■ Provided records ■
######

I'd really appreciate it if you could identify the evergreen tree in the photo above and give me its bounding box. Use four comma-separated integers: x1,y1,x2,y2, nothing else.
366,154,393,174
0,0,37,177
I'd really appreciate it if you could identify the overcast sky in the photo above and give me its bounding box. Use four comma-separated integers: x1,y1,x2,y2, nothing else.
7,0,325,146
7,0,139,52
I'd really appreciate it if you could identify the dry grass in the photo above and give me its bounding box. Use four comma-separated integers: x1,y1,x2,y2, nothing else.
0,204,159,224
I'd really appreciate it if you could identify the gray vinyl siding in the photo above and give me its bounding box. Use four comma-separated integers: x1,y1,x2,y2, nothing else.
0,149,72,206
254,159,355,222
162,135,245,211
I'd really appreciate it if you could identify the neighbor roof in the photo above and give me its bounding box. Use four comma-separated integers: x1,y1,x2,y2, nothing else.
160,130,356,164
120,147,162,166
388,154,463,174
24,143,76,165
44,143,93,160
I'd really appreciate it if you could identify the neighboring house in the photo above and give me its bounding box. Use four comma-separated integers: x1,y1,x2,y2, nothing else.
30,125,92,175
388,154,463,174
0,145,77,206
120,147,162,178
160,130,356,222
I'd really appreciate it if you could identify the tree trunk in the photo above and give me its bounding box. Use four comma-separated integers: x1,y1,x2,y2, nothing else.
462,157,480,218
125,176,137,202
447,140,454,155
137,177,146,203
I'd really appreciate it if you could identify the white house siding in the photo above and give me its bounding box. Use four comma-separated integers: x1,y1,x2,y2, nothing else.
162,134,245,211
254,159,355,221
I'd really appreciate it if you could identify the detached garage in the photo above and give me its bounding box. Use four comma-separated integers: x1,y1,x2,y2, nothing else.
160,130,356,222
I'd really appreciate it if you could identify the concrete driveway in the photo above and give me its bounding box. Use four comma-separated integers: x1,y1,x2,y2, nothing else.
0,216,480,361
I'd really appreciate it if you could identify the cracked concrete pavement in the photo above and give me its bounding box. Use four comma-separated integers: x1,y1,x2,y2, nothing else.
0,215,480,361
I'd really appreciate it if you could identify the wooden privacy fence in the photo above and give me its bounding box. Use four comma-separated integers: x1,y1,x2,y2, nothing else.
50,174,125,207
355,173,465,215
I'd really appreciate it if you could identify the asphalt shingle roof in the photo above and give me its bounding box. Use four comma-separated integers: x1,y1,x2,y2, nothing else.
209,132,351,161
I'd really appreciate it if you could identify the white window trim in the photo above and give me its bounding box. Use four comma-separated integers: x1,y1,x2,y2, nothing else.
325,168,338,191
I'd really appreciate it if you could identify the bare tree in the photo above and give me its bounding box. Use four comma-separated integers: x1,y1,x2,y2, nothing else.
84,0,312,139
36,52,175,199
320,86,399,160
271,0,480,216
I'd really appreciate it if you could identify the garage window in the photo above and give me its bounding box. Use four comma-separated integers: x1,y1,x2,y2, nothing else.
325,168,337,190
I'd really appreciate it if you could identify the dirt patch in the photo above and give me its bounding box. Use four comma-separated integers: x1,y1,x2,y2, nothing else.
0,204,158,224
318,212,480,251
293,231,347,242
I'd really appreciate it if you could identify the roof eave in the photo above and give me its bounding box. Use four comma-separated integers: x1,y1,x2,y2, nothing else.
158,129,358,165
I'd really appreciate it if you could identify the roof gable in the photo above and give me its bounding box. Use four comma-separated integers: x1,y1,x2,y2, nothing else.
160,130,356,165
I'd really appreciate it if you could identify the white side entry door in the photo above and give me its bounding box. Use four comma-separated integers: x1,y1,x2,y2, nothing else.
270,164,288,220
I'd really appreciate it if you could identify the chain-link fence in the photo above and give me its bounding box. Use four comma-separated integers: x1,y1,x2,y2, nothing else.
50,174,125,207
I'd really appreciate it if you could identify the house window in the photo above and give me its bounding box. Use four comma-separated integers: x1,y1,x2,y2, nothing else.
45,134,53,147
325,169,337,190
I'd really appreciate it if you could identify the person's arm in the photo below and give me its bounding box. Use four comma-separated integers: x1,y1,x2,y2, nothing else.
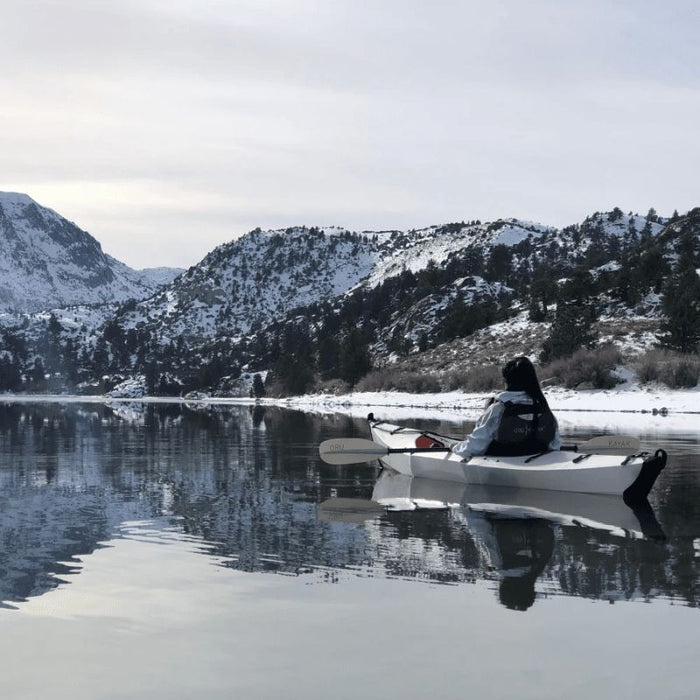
452,401,503,457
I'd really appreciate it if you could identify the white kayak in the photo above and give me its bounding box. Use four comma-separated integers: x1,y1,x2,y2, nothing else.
369,414,666,501
370,469,664,539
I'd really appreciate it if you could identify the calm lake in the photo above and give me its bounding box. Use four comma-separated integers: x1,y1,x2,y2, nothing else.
0,403,700,700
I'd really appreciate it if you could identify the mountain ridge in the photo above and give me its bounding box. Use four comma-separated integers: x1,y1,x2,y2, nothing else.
0,192,174,312
0,191,700,393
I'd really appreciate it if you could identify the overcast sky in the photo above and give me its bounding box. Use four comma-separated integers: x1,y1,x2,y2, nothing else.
0,0,700,267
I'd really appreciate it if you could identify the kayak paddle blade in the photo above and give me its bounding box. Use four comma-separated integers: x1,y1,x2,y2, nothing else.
577,435,640,455
318,438,389,464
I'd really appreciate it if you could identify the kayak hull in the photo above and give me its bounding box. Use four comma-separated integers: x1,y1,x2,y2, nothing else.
370,420,666,500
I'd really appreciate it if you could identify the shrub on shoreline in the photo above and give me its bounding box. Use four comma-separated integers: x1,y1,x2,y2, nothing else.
634,349,700,389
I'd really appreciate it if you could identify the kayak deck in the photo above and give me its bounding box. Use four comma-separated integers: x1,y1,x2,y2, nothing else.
369,417,666,500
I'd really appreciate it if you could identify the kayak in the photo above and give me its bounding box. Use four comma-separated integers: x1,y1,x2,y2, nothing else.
368,414,666,501
370,469,664,539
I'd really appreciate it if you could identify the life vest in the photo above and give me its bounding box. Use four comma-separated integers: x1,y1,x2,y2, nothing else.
486,401,557,457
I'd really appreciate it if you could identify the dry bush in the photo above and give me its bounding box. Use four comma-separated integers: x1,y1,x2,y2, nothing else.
540,345,622,389
634,349,700,389
458,365,503,394
355,367,441,394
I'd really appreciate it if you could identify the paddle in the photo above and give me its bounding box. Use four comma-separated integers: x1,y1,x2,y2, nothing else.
318,435,639,464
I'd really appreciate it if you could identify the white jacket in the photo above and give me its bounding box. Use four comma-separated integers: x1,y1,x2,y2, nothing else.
452,391,561,457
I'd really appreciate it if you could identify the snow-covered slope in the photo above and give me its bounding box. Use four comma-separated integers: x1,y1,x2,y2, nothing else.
0,192,166,311
119,212,663,342
120,228,382,337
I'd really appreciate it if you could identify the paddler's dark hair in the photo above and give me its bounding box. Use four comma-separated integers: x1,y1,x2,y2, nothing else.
503,355,548,406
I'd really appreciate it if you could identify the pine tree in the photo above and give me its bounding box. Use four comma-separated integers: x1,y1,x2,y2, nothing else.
540,300,597,362
659,228,700,353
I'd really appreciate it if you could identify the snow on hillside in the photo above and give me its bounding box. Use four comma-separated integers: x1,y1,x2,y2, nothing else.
136,267,185,287
0,192,165,311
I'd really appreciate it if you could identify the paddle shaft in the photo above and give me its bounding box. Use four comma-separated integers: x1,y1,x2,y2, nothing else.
319,436,639,464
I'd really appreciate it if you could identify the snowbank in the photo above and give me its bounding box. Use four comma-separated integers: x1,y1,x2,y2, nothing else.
276,385,700,435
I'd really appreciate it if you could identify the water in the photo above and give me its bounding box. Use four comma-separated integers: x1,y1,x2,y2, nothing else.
0,404,700,699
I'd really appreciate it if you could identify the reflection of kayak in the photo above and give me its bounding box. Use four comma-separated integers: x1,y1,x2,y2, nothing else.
369,419,666,500
372,471,663,538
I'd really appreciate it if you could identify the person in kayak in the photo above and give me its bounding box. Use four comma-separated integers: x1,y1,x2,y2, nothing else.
452,357,561,457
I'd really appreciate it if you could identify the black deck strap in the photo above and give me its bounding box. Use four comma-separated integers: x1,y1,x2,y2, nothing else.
622,452,649,467
622,450,667,507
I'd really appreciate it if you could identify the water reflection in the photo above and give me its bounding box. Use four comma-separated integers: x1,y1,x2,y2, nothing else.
0,403,700,610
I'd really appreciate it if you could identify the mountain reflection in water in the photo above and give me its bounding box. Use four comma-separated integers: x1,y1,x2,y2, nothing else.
0,403,700,610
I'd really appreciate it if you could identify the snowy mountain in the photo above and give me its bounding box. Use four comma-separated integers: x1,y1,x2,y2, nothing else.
0,195,700,395
113,212,663,340
0,192,168,312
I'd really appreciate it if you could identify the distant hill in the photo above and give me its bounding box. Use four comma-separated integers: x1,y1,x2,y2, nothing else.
0,192,170,312
0,195,700,394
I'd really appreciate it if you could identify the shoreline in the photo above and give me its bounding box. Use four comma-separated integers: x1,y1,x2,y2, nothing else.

######

■ The request ■
Copy the rows above word for word, from the first line of the rows through the line that contains "0,204,159,224". Include that last line and stop there.

■ The solution ■
I'd really appreciate it if you could identify the evergreen tree in the photo above and give me its bounding box. Use four comma-separated integers: x1,y1,x2,y2, nothing else.
366,154,393,174
0,0,37,177
I'd really appreciate it if you could identify the overcast sky in the photo above and give me its bounding box. Use four comma-separated integers: x1,y1,x2,y2, nothing else.
7,0,325,146
7,0,139,52
I'd really appreciate it if you could identify the dry grass in the photo above and give me its bounding box. Use four comma-separated integers: x1,y1,x2,y2, nothing else.
0,204,159,224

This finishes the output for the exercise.